FDA Approves Pfizer’s RSV Vaccine for Older Adults
Pictured: Syringe pulling vaccine from a vial / Adobe Stock, weyo
The FDA has approved Pfizer’s respiratory syncytial virus vaccine, henceforth to carry the brand name Abrysvo, to prevent lower respiratory tract disease in older adults aged 60 years and above, the company announced Wednesday.
Abrysvo’s approval comes nearly a month after GSK won the FDA’s first-ever nod for its RSV shot Arexvy. Both Pfizer and GSK faced the regulator’s Vaccines and Related Biological Products Advisory Committee (VRBPAC) in March 2023, leading to favorable votes supporting both vaccines’ benefit-risk ratio.
Abrysvo's label carries precautions for adverse events such as fatigue, headache and injection site pain. Moreover, during the panel deliberations, the VRBPAC flagged two cases of Guillain-Barré syndrome (GBS) out of 19,942 vaccinated participants.
As a result, the FDA has requested Pfizer conduct a pharmacovigilance process to track GBS cases, as well as a post-marketing safety study for its RSV shot.
“Pfizer has robust processes to meet post-authorization responsibilities to closely monitor all potential adverse events and collect relevant information to assess any new potential safety risks that may be associated with the vaccine,” a Pfizer spokesperson said in an email to BioSpace.
Data from the Phase III RENOIR study formed the basis for Abrysvo’s approval. With some 37,000 participants enrolled, the randomized, double-blinded and placebo-controlled trial found the vaccine was 66.7% effective at preventing RSV-associated lower respiratory tract disease (LRTD) with at least two signs and symptoms.
For infection-related LRTD with at least three signs or symptoms, Abrysvo demonstrated an 85.7% vaccine efficacy rate.
RENOIR is ongoing and more efficacy data are expected after the study’s second RSV season.
Race for Pediatric Shot
While Pfizer has fallen slightly behind GSK in the race to develop an RSV vaccine for older adults, the New York-based company is a frontrunner in the pediatric setting.
In April, Pfizer published data from its Phase III MATISSE trial, showing that at 90 and 180 days after birth, its RSV vaccine candidate was 81.8% and 69.4% effective at reducing medically-attended severe RSV-associated LRTD, respectively. However, MATISSE missed its second primary endpoint of medically-attended RSV-associated LRTD.
These data were published in the New England Journal of Medicine.
In May, Abrysvo won the backing of the FDA’s VRBPAC, earning a unanimous vote for its efficacy data and a 10 to 4 vote for its safety. Overall, the independent panel of experts deemed that maternal inoculation with Abrysvo for infant immunization had a favorable benefit-risk profile.
MATISSE was part of Pfizer’s data package for its pediatric bid for Abrysvo, along with four other clinical trials consisting of a total of more than 4,100 pregnant mothers that were given the vaccine candidate.
If approved for pediatric use, Abrysvo could become the first maternal shot meant to protect infants from RSV “at first breath through their first six months of life,” Annaliesa Anderson, Pfizer’s chief scientific officer for vaccine research and development, said at the time of the VRBPAC vote.
The FDA is set to release its decision in August.

--- Record set ---
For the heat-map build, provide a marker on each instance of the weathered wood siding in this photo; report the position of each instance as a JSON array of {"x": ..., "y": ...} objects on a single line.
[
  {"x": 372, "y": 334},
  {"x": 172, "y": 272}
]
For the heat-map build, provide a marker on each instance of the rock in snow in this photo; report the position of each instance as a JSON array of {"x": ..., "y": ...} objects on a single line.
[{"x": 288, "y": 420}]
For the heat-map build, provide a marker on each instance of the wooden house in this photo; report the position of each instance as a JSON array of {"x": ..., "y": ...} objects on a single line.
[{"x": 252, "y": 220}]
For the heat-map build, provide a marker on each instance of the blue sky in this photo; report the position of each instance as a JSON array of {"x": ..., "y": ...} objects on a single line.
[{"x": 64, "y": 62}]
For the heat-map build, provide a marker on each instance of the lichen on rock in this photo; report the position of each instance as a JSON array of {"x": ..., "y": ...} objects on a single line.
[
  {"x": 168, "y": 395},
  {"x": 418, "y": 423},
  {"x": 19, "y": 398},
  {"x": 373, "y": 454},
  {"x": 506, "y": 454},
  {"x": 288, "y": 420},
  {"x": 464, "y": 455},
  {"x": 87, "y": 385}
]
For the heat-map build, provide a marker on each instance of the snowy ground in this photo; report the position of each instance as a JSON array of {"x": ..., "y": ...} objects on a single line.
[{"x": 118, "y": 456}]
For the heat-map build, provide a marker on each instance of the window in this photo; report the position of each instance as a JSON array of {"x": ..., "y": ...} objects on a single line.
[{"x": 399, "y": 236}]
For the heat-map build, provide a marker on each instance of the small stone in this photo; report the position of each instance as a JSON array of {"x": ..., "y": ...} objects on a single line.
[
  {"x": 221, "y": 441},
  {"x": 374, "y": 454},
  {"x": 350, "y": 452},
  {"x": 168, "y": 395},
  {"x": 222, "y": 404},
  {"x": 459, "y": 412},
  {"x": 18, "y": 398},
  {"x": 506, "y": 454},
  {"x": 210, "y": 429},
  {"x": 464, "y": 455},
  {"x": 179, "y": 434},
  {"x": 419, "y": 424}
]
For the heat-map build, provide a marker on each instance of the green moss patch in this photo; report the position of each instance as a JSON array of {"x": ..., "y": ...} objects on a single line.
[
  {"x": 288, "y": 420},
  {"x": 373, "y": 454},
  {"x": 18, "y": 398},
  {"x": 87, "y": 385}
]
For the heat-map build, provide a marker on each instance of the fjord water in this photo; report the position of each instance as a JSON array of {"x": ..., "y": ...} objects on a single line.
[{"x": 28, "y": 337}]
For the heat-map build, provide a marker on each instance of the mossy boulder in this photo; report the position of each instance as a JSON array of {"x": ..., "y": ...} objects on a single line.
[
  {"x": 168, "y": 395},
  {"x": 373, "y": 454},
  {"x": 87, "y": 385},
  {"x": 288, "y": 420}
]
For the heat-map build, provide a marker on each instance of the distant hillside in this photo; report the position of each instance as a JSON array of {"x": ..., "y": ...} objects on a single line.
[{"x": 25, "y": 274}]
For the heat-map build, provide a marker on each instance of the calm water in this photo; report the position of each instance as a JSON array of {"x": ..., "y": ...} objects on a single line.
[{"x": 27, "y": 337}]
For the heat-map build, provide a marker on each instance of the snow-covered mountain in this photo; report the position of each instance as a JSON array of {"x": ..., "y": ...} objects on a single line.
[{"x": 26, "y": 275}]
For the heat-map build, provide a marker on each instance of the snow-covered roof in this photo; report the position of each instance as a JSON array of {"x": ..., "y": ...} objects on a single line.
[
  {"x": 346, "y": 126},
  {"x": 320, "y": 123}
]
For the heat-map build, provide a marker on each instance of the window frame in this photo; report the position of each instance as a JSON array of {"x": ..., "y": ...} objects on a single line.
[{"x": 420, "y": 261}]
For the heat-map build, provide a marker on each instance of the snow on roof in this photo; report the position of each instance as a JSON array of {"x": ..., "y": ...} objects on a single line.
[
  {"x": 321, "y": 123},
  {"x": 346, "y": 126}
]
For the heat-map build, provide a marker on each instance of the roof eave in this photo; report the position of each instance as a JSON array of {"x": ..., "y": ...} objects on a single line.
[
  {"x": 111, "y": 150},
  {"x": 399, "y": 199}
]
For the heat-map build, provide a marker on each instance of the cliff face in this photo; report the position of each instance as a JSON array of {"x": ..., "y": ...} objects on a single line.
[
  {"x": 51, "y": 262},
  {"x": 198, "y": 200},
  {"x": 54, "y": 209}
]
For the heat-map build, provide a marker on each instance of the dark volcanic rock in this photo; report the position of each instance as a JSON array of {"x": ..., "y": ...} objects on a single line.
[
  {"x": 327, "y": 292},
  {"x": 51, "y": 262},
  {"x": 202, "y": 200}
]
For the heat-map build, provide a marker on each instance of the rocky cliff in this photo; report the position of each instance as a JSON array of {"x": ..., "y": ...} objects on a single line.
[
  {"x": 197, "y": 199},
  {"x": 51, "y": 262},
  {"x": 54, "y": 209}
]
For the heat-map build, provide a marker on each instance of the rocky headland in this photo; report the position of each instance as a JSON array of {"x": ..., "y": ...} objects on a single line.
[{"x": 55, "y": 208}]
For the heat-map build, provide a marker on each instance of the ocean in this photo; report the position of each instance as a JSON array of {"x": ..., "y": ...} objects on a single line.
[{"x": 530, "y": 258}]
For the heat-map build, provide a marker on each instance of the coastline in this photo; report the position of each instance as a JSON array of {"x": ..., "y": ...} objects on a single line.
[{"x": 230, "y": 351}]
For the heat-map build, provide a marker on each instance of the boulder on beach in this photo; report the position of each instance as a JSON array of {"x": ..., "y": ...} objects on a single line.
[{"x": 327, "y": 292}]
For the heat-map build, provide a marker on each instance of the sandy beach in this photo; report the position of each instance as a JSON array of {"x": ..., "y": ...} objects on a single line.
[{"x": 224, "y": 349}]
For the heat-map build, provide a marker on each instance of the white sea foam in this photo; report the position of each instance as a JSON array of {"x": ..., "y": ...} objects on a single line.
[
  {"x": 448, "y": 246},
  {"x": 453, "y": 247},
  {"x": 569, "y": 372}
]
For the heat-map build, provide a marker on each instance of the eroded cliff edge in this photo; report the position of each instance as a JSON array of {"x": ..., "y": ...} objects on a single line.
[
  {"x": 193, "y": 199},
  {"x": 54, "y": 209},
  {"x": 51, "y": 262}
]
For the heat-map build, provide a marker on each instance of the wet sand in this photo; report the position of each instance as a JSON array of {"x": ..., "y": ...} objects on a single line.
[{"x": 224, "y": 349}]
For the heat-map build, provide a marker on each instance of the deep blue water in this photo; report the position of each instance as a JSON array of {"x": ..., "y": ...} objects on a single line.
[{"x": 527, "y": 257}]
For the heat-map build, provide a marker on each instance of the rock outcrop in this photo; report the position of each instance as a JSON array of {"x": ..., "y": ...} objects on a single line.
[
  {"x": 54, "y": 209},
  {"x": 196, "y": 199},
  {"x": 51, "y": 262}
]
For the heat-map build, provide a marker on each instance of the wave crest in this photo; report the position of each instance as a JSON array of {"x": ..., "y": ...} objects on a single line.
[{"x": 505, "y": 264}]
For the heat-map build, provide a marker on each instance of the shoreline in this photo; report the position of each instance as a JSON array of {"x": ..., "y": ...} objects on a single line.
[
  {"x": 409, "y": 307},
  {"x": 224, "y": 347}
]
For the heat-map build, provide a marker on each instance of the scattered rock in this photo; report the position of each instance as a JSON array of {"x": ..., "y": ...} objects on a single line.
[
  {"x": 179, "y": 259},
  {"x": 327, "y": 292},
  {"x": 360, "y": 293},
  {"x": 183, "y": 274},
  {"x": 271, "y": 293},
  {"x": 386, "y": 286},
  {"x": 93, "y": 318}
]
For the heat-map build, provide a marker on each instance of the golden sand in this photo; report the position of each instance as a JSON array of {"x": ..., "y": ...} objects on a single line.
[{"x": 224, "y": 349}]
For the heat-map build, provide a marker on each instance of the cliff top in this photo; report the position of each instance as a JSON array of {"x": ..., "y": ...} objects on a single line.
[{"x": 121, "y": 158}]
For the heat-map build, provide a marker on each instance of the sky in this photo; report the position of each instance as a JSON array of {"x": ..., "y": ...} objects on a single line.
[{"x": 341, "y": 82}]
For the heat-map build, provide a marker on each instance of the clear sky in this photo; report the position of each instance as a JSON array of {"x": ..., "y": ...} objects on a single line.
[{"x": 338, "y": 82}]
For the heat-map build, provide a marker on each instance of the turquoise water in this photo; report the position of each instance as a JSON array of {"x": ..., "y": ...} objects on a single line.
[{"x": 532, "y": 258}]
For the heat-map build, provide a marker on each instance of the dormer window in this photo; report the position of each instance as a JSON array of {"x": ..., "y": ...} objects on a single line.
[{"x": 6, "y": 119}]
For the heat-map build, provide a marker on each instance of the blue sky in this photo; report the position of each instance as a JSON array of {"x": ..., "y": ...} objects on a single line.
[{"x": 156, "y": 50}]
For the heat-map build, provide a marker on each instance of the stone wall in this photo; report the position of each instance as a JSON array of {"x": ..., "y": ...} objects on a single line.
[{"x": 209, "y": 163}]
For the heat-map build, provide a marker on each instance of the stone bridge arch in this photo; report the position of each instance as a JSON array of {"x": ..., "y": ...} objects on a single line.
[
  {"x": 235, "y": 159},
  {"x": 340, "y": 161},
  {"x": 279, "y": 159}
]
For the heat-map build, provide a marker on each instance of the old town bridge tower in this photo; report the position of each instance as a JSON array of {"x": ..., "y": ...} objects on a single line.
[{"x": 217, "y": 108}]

--- Problems to solve ---
**1)** Please answer these questions using the article on Pfizer's RSV vaccine:
(a) About how many participants were enrolled in the Phase III RENOIR study?
(b) What vaccine efficacy rate did Abrysvo show against infection-related LRTD with at least three signs or symptoms?
(c) In May, what was the VRBPAC vote on Abrysvo's safety?
**2)** According to the article on Pfizer's RSV vaccine, why did the FDA ask Pfizer to run a pharmacovigilance process and a post-marketing safety study?

--- Task-by-task outputs ---
**1)**
(a) Some 37,000 participants.
(b) 85.7%.
(c) 10 to 4.

**2)** During the panel deliberations, the VRBPAC flagged two cases of Guillain-Barré syndrome (GBS) among 19,942 vaccinated participants. As a result, the FDA asked Pfizer to track GBS cases through a pharmacovigilance process and to conduct a post-marketing safety study of its RSV shot.